Items from a dataset

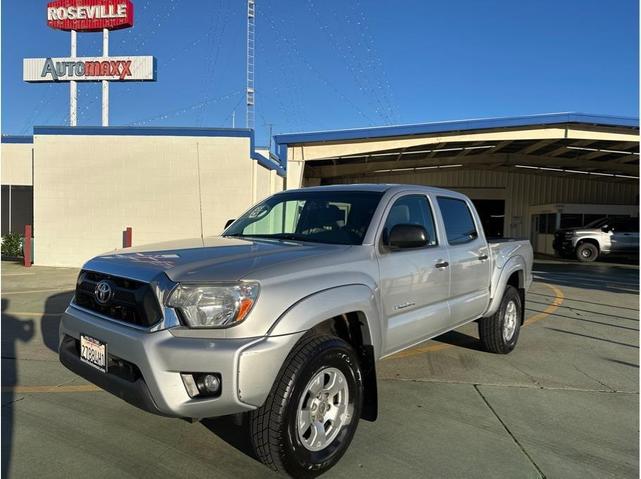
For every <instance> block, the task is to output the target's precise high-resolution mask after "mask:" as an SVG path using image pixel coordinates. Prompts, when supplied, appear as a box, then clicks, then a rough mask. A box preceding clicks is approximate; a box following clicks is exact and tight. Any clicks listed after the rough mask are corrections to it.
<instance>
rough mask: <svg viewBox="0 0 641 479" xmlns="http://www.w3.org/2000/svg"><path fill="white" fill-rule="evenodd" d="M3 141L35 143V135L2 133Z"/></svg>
mask: <svg viewBox="0 0 641 479" xmlns="http://www.w3.org/2000/svg"><path fill="white" fill-rule="evenodd" d="M1 141H2V143H33V136H29V135H2V140H1Z"/></svg>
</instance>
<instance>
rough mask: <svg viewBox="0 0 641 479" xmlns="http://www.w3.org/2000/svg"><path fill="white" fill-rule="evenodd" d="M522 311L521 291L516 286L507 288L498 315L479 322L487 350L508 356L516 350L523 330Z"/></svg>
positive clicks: (496, 314)
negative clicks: (522, 324)
mask: <svg viewBox="0 0 641 479" xmlns="http://www.w3.org/2000/svg"><path fill="white" fill-rule="evenodd" d="M522 311H523V308H522V304H521V295H520V294H519V291H518V290H517V289H516V288H515V287H514V286H510V285H508V286H506V288H505V292H504V293H503V299H502V300H501V304H500V306H499V309H498V310H497V311H496V313H494V314H493V315H492V316H489V317H487V318H481V319H480V320H479V338H480V340H481V344H482V345H483V347H484V348H485V350H487V351H489V352H491V353H498V354H507V353H509V352H510V351H512V350H513V349H514V347H515V346H516V342H517V341H518V339H519V332H520V330H521V323H522V320H523V317H522V315H523V312H522Z"/></svg>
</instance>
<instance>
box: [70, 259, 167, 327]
mask: <svg viewBox="0 0 641 479" xmlns="http://www.w3.org/2000/svg"><path fill="white" fill-rule="evenodd" d="M103 280H107V281H108V283H109V286H110V288H111V290H112V292H113V294H112V296H111V298H110V299H109V300H108V301H107V302H106V303H105V304H100V302H98V300H97V297H96V294H95V291H96V285H97V284H98V283H99V282H100V281H103ZM74 302H75V303H76V304H77V305H78V306H80V307H82V308H85V309H88V310H91V311H95V312H96V313H99V314H102V315H103V316H107V317H109V318H112V319H115V320H118V321H122V322H125V323H129V324H133V325H136V326H142V327H149V326H153V325H154V324H156V323H157V322H158V321H160V320H161V319H162V311H161V309H160V305H159V304H158V300H157V299H156V295H155V294H154V292H153V290H152V288H151V286H150V285H149V284H147V283H143V282H140V281H134V280H131V279H127V278H120V277H117V276H111V275H107V274H103V273H97V272H95V271H88V270H82V271H81V272H80V275H79V276H78V282H77V284H76V296H75V298H74Z"/></svg>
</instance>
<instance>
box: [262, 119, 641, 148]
mask: <svg viewBox="0 0 641 479" xmlns="http://www.w3.org/2000/svg"><path fill="white" fill-rule="evenodd" d="M563 123H583V124H588V125H599V126H614V127H623V128H636V129H638V128H639V119H638V118H633V117H623V116H611V115H591V114H585V113H571V112H567V113H546V114H541V115H526V116H513V117H496V118H477V119H470V120H453V121H440V122H432V123H419V124H412V125H394V126H382V127H371V128H353V129H346V130H328V131H313V132H303V133H285V134H282V135H276V136H274V139H275V140H276V143H277V144H279V145H281V144H289V145H291V144H300V143H317V142H327V141H345V140H364V139H368V138H385V137H402V136H413V135H427V134H433V133H444V132H456V131H470V130H487V129H498V128H513V127H523V126H544V125H555V124H563Z"/></svg>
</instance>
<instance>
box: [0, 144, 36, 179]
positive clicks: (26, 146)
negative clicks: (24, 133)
mask: <svg viewBox="0 0 641 479" xmlns="http://www.w3.org/2000/svg"><path fill="white" fill-rule="evenodd" d="M32 153H33V144H31V143H1V144H0V158H1V161H2V163H1V168H2V170H1V171H2V173H1V175H0V176H1V177H2V184H3V185H14V186H31V185H32V184H33V175H32V168H31V166H32Z"/></svg>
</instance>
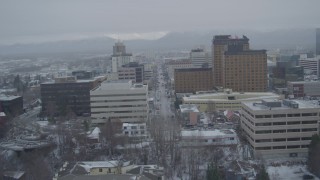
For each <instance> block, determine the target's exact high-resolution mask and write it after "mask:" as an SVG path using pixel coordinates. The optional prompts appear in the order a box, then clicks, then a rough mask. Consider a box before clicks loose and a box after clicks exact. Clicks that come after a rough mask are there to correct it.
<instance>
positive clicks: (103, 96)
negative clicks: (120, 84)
mask: <svg viewBox="0 0 320 180" xmlns="http://www.w3.org/2000/svg"><path fill="white" fill-rule="evenodd" d="M117 96H119V97H123V96H146V94H145V93H135V94H108V95H107V94H104V95H91V97H117Z"/></svg>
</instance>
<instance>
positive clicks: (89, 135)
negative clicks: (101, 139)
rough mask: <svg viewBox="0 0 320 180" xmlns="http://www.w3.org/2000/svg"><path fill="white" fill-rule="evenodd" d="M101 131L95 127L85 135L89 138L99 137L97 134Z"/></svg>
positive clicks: (99, 129)
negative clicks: (90, 131) (87, 134)
mask: <svg viewBox="0 0 320 180" xmlns="http://www.w3.org/2000/svg"><path fill="white" fill-rule="evenodd" d="M100 133H101V131H100V128H98V127H95V128H94V129H93V131H92V132H91V133H90V134H88V135H87V137H88V138H89V139H99V134H100Z"/></svg>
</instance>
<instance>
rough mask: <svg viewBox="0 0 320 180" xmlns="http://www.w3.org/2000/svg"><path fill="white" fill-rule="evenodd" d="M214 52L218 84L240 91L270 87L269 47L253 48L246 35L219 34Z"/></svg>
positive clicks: (253, 89) (214, 48)
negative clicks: (255, 48) (250, 47)
mask: <svg viewBox="0 0 320 180" xmlns="http://www.w3.org/2000/svg"><path fill="white" fill-rule="evenodd" d="M212 53H213V56H212V57H213V59H212V60H213V62H212V65H213V76H214V86H221V87H224V88H230V89H232V90H234V91H239V92H264V91H266V90H267V54H266V51H265V50H251V49H250V48H249V39H248V38H247V37H246V36H243V37H242V38H232V37H231V36H230V35H219V36H215V37H214V39H213V44H212Z"/></svg>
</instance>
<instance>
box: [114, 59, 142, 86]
mask: <svg viewBox="0 0 320 180" xmlns="http://www.w3.org/2000/svg"><path fill="white" fill-rule="evenodd" d="M118 78H119V80H132V82H133V83H143V80H144V66H143V65H142V64H139V63H137V62H130V63H128V64H125V65H123V66H122V67H120V68H118Z"/></svg>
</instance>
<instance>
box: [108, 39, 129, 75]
mask: <svg viewBox="0 0 320 180" xmlns="http://www.w3.org/2000/svg"><path fill="white" fill-rule="evenodd" d="M132 61H133V58H132V54H131V53H127V52H126V46H125V45H124V44H123V42H120V41H119V42H116V43H115V45H114V46H113V54H112V56H111V63H112V72H114V73H115V72H118V68H120V67H122V66H123V65H125V64H129V63H130V62H132Z"/></svg>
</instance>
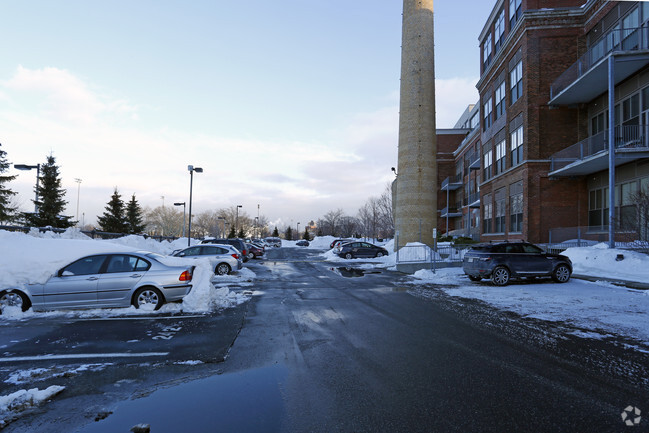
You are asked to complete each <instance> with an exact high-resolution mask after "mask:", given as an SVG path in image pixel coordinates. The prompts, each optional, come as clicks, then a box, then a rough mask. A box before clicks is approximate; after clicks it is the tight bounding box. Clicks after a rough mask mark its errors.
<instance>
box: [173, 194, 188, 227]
mask: <svg viewBox="0 0 649 433" xmlns="http://www.w3.org/2000/svg"><path fill="white" fill-rule="evenodd" d="M190 195H191V194H190ZM174 206H182V207H183V237H185V209H186V206H185V202H184V201H183V202H179V203H174Z"/></svg>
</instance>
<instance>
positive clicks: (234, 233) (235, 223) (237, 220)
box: [234, 204, 243, 238]
mask: <svg viewBox="0 0 649 433" xmlns="http://www.w3.org/2000/svg"><path fill="white" fill-rule="evenodd" d="M240 207H243V206H242V205H240V204H238V205H237V218H236V219H235V220H234V237H235V238H236V237H237V236H238V235H239V233H237V230H239V208H240Z"/></svg>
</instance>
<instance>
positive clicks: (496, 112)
mask: <svg viewBox="0 0 649 433" xmlns="http://www.w3.org/2000/svg"><path fill="white" fill-rule="evenodd" d="M505 93H506V90H505V81H504V80H503V82H502V83H500V85H499V86H498V87H497V88H496V110H495V112H494V118H495V119H498V118H499V117H500V116H502V115H503V114H505Z"/></svg>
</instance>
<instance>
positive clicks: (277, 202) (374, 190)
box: [0, 0, 495, 228]
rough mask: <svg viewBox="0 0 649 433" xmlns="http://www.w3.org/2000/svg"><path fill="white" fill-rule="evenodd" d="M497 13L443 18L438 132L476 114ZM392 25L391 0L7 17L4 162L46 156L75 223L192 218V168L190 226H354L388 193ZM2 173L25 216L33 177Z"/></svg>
mask: <svg viewBox="0 0 649 433" xmlns="http://www.w3.org/2000/svg"><path fill="white" fill-rule="evenodd" d="M494 4H495V1H493V2H492V1H486V2H485V1H483V0H471V1H465V2H462V7H461V8H457V7H454V4H453V2H450V1H446V0H444V1H438V2H436V4H435V66H436V89H437V94H436V103H437V117H436V121H437V127H438V128H450V127H452V126H453V125H454V124H455V122H456V121H457V119H458V118H459V117H460V115H461V114H462V112H463V111H464V110H465V108H466V107H467V106H468V105H469V104H471V103H475V102H476V101H477V99H478V94H477V91H476V89H475V84H476V82H477V80H478V76H479V48H478V35H479V33H480V31H481V30H482V28H483V26H484V23H485V21H486V19H487V18H488V16H489V13H490V12H491V9H492V7H493V5H494ZM467 11H469V12H468V13H467ZM401 12H402V2H401V1H399V0H382V1H379V2H377V1H376V0H357V1H354V2H349V1H347V0H328V1H326V2H315V1H311V0H276V1H273V2H269V1H267V0H250V1H247V2H232V1H223V0H211V1H198V0H194V1H189V2H187V1H180V0H157V1H153V0H138V1H137V2H133V1H123V0H115V1H111V2H105V1H96V0H64V1H61V2H51V1H47V0H30V1H24V2H3V3H2V5H1V6H0V17H1V18H0V19H1V21H2V28H3V40H4V43H3V55H2V56H0V143H2V147H1V149H2V150H4V151H5V152H7V160H8V161H9V162H10V163H14V164H30V165H33V164H37V163H41V164H43V163H45V161H46V158H47V156H48V155H49V154H50V153H51V154H52V155H53V156H54V157H55V158H56V162H57V164H58V165H59V167H60V173H61V179H62V186H63V188H65V189H67V194H66V196H65V199H66V200H67V201H68V207H67V209H66V214H67V215H71V216H73V218H77V217H78V219H79V220H80V221H82V222H84V223H85V224H94V223H96V216H97V215H101V213H103V211H104V207H105V206H106V203H108V201H109V200H110V198H111V195H112V193H113V191H114V189H115V188H117V189H118V191H119V193H120V194H121V195H122V198H123V199H124V201H128V200H129V199H130V197H131V195H133V194H135V196H136V199H137V200H138V202H139V203H140V204H141V205H142V206H143V207H145V208H154V207H157V206H161V205H165V206H170V205H172V204H173V203H174V202H183V201H184V202H187V203H188V202H189V184H190V179H189V178H190V176H189V171H188V170H187V166H188V165H193V166H195V167H201V168H203V170H204V171H203V173H196V174H194V180H193V201H192V203H193V214H194V215H195V214H197V213H200V212H203V211H208V210H217V209H220V208H227V207H232V206H236V205H242V209H241V212H242V213H246V214H248V215H250V216H256V215H257V206H258V205H259V210H260V212H261V214H262V215H264V216H265V217H266V218H267V219H268V220H269V221H270V222H271V224H272V225H279V226H280V228H281V227H283V226H285V225H288V224H290V225H292V226H294V225H295V224H296V223H297V222H301V223H302V224H303V226H304V224H305V223H307V222H308V221H310V220H317V219H318V218H320V217H322V216H323V215H324V214H325V213H327V212H328V211H330V210H334V209H338V208H341V209H343V211H344V212H345V213H346V214H347V215H355V214H356V213H357V211H358V209H359V208H360V207H361V206H362V205H363V204H364V203H365V202H366V201H367V199H368V198H370V197H373V196H378V195H380V194H381V193H382V192H383V191H384V189H385V188H386V186H387V185H388V184H389V182H391V181H392V180H393V178H394V174H393V173H392V172H391V170H390V168H391V167H393V166H396V164H397V140H398V117H399V107H398V106H399V77H400V62H401V48H400V47H401ZM458 29H461V30H460V31H458ZM9 174H18V175H19V176H18V178H17V179H16V180H15V181H13V182H11V184H10V187H11V188H12V189H13V190H14V191H16V192H18V197H17V204H19V206H20V208H21V210H24V211H29V210H31V209H33V204H32V201H31V200H32V199H33V196H34V195H33V188H34V184H35V181H36V173H35V172H34V171H17V170H15V169H13V168H11V169H10V170H9ZM75 179H81V182H80V183H77V182H75ZM163 197H164V198H163ZM77 204H78V207H79V213H78V214H77Z"/></svg>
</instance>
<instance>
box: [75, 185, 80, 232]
mask: <svg viewBox="0 0 649 433" xmlns="http://www.w3.org/2000/svg"><path fill="white" fill-rule="evenodd" d="M74 181H75V182H76V183H77V217H76V219H77V225H79V196H80V195H81V179H79V178H78V177H77V178H75V179H74Z"/></svg>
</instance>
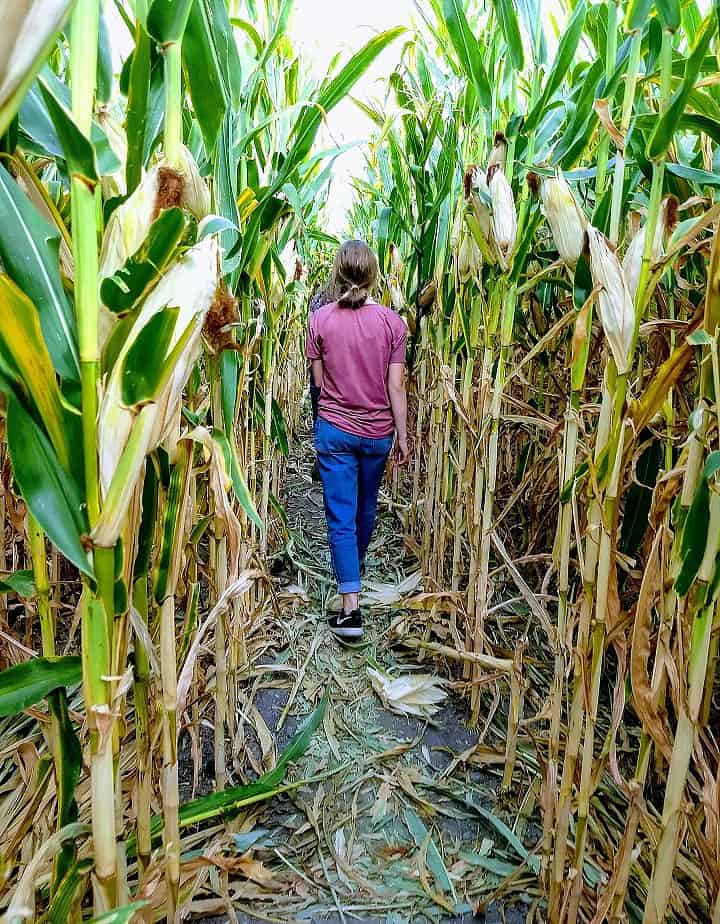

TASK DIRECTIONS:
Begin with the first line of the records and repeat every line up to the one with "positive clicks: (496, 314)", counting that line too. Pictures are not part of the copy.

YOUR SOLUTION:
For every <instance> block, the task is to output the target's precise high-resolution mask after "mask:" as an SVG path using image pixel coordinates. Prompts, when supplied, appear as a box, then clicks, then a rough mask. A box preceding clicks is approximate; a box following clicks is exact and tight. Any clicks listed after the rough mask are corrections to it.
<instance>
rough mask: <svg viewBox="0 0 641 479" xmlns="http://www.w3.org/2000/svg"><path fill="white" fill-rule="evenodd" d="M3 141L35 143V135L2 133Z"/></svg>
mask: <svg viewBox="0 0 641 479" xmlns="http://www.w3.org/2000/svg"><path fill="white" fill-rule="evenodd" d="M1 141H2V143H33V136H29V135H2V140H1Z"/></svg>
</instance>
<instance>
rough mask: <svg viewBox="0 0 641 479" xmlns="http://www.w3.org/2000/svg"><path fill="white" fill-rule="evenodd" d="M522 311L521 291L516 286L507 288L498 315L479 322L487 350L508 356L516 350L523 330Z"/></svg>
positive clicks: (496, 314)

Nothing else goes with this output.